Report every line of the records beneath this task that holds the string "side".

(Photo-based referring expression data)
========
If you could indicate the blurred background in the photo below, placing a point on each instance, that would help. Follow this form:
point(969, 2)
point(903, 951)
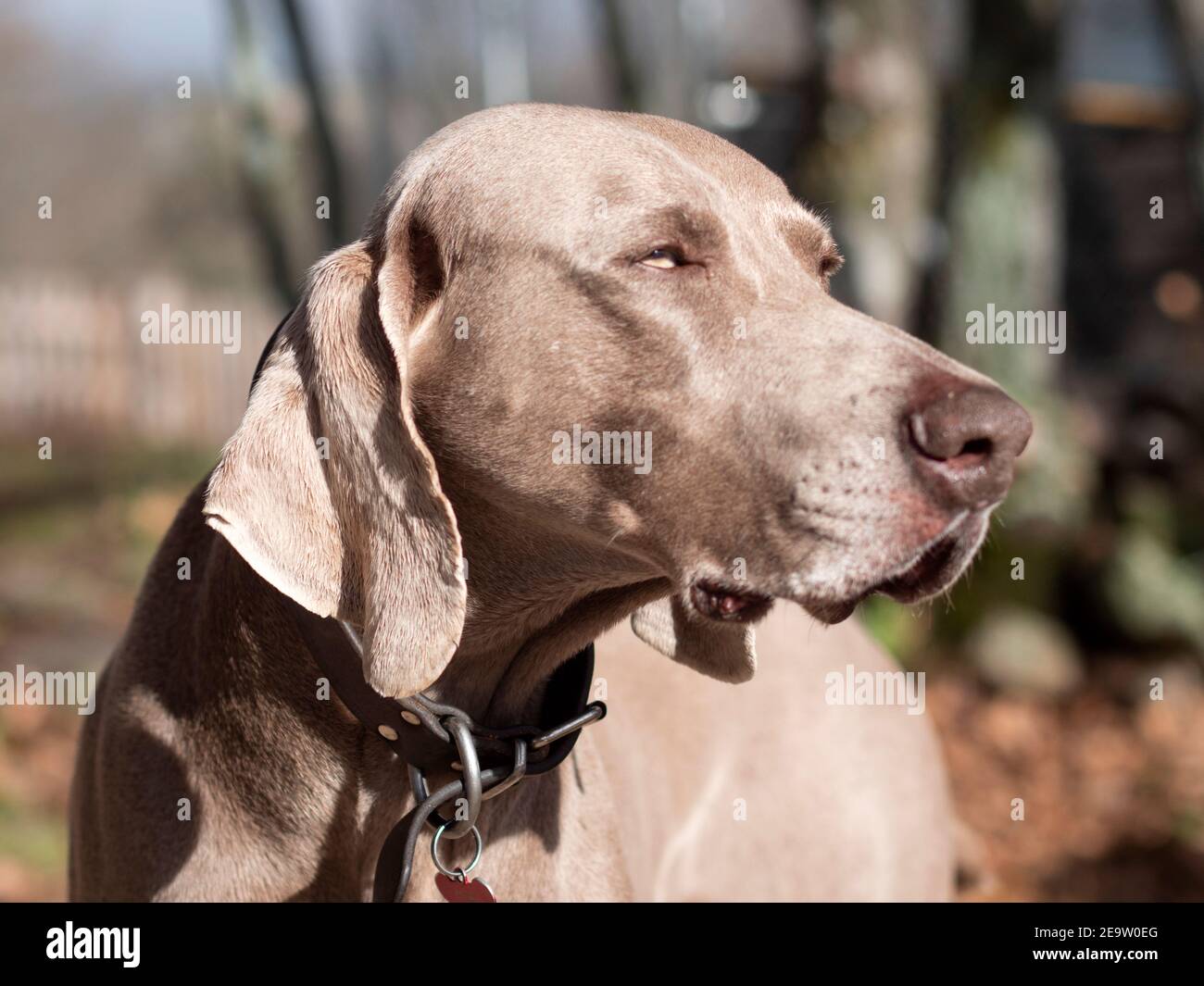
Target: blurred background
point(1034, 156)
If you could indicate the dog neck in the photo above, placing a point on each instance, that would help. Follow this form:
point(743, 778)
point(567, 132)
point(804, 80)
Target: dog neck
point(536, 596)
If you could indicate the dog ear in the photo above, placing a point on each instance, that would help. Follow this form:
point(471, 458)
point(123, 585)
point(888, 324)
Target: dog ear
point(326, 489)
point(725, 652)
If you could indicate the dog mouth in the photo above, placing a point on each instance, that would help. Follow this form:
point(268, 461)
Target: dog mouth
point(926, 573)
point(931, 569)
point(729, 604)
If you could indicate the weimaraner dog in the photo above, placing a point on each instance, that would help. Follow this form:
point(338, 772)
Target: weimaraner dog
point(420, 460)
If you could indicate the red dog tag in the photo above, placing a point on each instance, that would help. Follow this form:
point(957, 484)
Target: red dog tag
point(465, 891)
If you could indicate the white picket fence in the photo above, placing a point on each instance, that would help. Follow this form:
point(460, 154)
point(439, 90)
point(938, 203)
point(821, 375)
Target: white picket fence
point(71, 356)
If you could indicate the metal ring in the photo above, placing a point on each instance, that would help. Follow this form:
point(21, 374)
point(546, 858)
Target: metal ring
point(470, 770)
point(460, 872)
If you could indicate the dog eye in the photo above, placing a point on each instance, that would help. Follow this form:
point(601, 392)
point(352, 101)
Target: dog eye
point(663, 259)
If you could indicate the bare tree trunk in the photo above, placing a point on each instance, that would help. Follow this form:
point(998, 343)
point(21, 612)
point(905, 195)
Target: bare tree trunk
point(257, 176)
point(337, 229)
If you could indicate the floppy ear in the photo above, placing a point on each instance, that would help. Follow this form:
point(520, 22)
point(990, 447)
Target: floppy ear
point(326, 489)
point(725, 652)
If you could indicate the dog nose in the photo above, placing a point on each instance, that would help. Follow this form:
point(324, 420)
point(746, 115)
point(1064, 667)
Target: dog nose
point(966, 442)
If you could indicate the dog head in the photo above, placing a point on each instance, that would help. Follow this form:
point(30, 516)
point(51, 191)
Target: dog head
point(617, 329)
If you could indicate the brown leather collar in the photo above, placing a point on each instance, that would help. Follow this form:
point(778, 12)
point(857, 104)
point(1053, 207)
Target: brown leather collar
point(429, 737)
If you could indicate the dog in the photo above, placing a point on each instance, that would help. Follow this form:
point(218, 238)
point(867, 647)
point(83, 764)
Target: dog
point(420, 459)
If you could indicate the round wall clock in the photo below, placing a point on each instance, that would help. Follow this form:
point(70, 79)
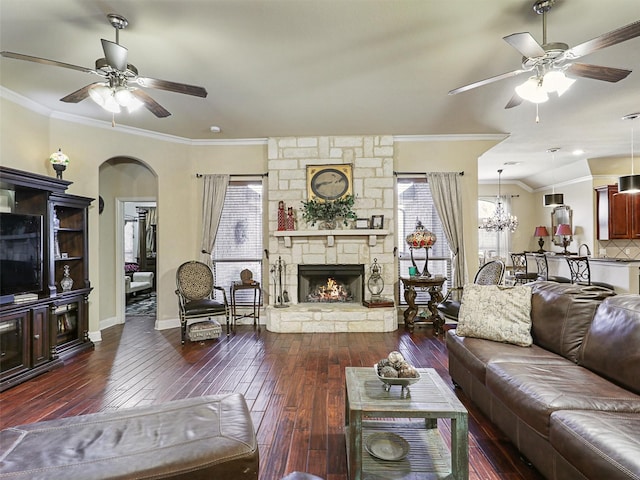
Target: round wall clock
point(329, 183)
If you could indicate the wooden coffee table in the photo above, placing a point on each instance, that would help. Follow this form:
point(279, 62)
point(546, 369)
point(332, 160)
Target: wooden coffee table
point(370, 409)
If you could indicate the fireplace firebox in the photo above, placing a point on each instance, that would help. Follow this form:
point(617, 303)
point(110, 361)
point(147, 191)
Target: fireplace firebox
point(330, 283)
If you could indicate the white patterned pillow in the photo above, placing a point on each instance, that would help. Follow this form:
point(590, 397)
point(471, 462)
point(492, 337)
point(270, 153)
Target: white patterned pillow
point(493, 312)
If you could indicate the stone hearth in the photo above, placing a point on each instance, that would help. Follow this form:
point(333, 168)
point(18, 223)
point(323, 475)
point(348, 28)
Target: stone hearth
point(373, 185)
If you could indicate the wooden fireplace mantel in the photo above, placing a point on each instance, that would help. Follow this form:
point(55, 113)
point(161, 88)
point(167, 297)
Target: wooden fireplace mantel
point(372, 234)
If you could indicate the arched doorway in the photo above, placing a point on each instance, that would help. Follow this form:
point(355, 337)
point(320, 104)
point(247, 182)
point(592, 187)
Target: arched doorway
point(122, 180)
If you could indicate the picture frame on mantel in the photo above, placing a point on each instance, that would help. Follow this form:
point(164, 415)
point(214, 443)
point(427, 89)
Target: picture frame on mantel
point(329, 182)
point(362, 223)
point(377, 222)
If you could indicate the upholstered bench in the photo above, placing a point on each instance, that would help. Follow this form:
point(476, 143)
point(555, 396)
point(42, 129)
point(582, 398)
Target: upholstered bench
point(196, 438)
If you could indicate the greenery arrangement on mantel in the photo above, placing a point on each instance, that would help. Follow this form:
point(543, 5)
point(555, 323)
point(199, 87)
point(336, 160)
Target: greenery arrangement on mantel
point(328, 212)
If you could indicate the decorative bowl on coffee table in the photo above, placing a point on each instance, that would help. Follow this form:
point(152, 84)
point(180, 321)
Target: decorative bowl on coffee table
point(388, 382)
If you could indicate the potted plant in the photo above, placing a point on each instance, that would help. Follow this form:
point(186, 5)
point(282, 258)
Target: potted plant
point(328, 212)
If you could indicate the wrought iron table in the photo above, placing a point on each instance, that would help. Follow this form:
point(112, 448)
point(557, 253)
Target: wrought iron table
point(433, 285)
point(257, 301)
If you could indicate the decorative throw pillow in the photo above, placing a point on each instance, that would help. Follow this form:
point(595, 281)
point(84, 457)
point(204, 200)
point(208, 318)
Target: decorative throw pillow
point(498, 313)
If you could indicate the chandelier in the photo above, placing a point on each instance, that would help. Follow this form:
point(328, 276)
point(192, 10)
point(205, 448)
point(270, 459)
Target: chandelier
point(500, 220)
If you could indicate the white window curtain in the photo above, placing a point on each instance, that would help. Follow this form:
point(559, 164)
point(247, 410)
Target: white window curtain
point(447, 199)
point(152, 221)
point(215, 190)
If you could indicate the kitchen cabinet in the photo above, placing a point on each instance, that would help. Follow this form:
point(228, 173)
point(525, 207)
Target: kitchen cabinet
point(618, 214)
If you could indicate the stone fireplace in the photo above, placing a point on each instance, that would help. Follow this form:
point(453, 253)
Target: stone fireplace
point(371, 158)
point(330, 283)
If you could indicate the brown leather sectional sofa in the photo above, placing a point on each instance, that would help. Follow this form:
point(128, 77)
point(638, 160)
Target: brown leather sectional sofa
point(571, 402)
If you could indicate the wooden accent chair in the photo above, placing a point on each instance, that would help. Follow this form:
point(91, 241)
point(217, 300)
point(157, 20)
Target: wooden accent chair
point(195, 291)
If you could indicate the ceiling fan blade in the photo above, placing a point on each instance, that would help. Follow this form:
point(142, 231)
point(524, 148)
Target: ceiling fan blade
point(597, 72)
point(486, 81)
point(45, 61)
point(514, 102)
point(115, 54)
point(150, 104)
point(613, 37)
point(171, 86)
point(80, 94)
point(525, 44)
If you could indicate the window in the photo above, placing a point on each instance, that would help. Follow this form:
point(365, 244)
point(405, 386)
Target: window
point(492, 244)
point(238, 244)
point(415, 203)
point(130, 244)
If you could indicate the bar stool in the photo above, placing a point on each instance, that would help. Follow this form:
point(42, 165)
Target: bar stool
point(581, 272)
point(543, 270)
point(520, 270)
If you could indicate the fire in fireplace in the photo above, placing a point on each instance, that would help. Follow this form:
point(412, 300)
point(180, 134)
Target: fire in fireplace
point(330, 283)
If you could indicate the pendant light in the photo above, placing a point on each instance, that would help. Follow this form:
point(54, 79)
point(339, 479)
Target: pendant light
point(553, 199)
point(630, 183)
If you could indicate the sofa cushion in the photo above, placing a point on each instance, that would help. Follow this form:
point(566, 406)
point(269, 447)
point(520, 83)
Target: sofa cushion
point(598, 444)
point(189, 439)
point(476, 353)
point(561, 315)
point(534, 391)
point(612, 345)
point(496, 313)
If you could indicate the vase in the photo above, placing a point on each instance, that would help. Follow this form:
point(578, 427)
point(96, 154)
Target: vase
point(67, 282)
point(328, 224)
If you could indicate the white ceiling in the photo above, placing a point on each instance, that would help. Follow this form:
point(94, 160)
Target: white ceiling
point(339, 67)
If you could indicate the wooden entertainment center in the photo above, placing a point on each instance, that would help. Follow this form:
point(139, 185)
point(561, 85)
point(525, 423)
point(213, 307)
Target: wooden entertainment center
point(39, 329)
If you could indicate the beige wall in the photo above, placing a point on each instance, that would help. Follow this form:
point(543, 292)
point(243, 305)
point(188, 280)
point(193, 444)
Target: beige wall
point(28, 138)
point(451, 156)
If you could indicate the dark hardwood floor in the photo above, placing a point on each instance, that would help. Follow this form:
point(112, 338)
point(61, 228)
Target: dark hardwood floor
point(293, 383)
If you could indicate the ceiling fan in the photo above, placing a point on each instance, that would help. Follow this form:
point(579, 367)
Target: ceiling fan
point(549, 62)
point(120, 80)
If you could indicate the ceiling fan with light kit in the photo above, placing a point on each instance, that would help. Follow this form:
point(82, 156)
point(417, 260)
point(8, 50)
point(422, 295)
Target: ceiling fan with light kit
point(120, 80)
point(551, 62)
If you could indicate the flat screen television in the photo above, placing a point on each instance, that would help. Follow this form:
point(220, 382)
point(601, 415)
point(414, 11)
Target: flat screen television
point(21, 263)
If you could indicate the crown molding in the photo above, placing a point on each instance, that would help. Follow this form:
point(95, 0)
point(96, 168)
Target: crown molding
point(493, 137)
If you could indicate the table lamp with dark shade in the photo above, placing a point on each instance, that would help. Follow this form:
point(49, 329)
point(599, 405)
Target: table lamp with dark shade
point(540, 232)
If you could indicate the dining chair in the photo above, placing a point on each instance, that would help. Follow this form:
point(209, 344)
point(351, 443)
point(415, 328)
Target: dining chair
point(581, 272)
point(543, 270)
point(491, 273)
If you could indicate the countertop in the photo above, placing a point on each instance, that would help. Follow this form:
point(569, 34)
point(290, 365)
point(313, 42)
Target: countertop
point(614, 260)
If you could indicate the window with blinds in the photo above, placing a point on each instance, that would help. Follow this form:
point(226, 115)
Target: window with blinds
point(238, 244)
point(415, 203)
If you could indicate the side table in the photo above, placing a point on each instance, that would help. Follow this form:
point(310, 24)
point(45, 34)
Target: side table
========
▸ **RESPONSE TO THE EXERCISE**:
If you could indicate the side table in the photo above, placing a point on each instance, that would help. Follow this form:
Target: side table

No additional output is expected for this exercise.